__目標 A__
本文について、次の問いに答えてください。
(i) 火葬直後のお骨拾いの際に分骨する場合、多くの方はどの部位のお骨を選びますか。
(ii) 納骨は一般的にどの法要と同時に行われますか。
(iii) 開眼供養で、僧侶は魂を込めるために何をしますか。

++++++++++++++++++++

新しい形の手元供養や分骨を考えたときに、伝統的な形でないからと不安を感じる方もいらっしゃると思います。
それでは仏教の分骨について歴史を元に細かく解説します。
お葬式の流れ(仏式)と分骨のタイミング
仏教での一般的なお弔いの流れを見てみましょう。一般的に分骨するタイミングは3回ありますので、そちらもご案内します。
お通夜 葬儀の前夜に、故人と故人の友人知人が最後の夜を共に過ごす儀式です。
お葬式 故人を悼み、故人の冥福を祈る儀式です。
火葬 遺体を焼くこと。葬儀の一部として行われます。
分骨タイミング1回目 火葬直後のお骨拾いの際に分骨が出来ます。火葬場の職員さんへ事前にお伝えしておくと安心です。この時が一番好きな部位を選びやすく、指のお骨を分骨される方が多いです。
四十九日 故人が亡くなってから49日目に行われる法要で、忌明け(きあけ)の法要であり、故人の魂が極楽浄土へ旅立つための重要な節目とされています。
納骨 四十九日法要と同時に行うことが一般的です
分骨タイミング2回目 納骨までにお家にご遺骨があるうちに少し分けていただく方も多いです。
開眼供養 新しく購入した仏壇、仏像、位牌などに、僧侶が読経して魂を込める儀式(魂入れ)です。お墓に戒名を彫った際も開眼供養を行い、魂を宿らせます。
墓じまい(改葬) お墓を更地にしたり、別の場所へ移動する事。お墓を終いにする際は遺骨を粉状に粉骨して思い出の地などに撒くのが一般的です。
分骨タイミング3回目 業者さんに遺骨を粉骨にしていただく際に少し取り分けていただく方法もあります。
仏教の伝統的な流れの中には分骨や手元供養と言った言葉が無く、分骨や手元供養を全員がするわけではないので、分骨しても大丈夫かしらと心配になりますね。

++++++++++++++++++++

__目標 B__
一覧から、文字列 "woman" を含む行をすべて集めてください。大文字と小文字は区別します。

__表示中の一覧__
++++++++++++++++++++

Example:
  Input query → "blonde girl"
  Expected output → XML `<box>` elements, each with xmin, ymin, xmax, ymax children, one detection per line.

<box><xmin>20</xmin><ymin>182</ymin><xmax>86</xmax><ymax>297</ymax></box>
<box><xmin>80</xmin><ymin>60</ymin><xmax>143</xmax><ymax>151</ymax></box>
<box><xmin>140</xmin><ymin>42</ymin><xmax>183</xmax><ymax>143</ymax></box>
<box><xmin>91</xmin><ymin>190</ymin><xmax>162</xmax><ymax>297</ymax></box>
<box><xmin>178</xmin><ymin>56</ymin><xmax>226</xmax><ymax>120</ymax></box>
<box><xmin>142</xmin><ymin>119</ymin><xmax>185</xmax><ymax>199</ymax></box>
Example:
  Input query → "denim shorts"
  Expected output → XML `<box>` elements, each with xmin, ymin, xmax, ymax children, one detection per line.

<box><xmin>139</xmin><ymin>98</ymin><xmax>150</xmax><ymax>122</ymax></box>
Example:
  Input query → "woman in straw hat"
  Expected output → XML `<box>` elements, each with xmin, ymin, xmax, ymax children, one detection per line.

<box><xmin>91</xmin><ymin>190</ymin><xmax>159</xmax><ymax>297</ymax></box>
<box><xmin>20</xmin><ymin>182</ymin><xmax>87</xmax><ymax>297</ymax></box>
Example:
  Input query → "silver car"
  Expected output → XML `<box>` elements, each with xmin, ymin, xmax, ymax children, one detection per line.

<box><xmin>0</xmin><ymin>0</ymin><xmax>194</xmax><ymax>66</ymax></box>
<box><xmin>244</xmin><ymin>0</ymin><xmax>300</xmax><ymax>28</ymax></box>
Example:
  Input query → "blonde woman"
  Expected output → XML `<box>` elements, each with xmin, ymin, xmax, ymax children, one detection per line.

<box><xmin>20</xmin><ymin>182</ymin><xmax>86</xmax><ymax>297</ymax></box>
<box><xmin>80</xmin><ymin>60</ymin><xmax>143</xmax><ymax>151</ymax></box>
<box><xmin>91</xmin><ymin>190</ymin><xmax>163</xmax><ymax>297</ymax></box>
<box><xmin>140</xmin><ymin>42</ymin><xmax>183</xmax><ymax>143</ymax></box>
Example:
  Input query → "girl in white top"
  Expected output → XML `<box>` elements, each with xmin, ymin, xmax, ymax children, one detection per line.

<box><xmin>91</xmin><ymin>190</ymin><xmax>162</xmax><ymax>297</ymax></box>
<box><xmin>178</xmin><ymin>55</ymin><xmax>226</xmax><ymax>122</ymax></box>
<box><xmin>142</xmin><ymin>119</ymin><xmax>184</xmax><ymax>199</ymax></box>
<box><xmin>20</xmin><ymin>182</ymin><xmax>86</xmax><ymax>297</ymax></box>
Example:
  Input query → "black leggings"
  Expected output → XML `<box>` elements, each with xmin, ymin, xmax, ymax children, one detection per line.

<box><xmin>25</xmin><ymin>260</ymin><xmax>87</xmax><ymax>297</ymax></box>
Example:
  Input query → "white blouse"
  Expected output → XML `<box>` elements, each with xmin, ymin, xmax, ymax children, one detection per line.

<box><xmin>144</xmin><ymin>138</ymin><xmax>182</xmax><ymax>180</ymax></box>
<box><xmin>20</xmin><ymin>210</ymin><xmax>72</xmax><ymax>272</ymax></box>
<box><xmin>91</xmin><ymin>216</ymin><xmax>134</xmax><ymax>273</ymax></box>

++++++++++++++++++++

__期待される出力 A__
(i) 指のお骨
(ii) 四十九日法要
(iii) 読経

__期待される出力 B__
  Input query → "woman in straw hat"
  Input query → "blonde woman"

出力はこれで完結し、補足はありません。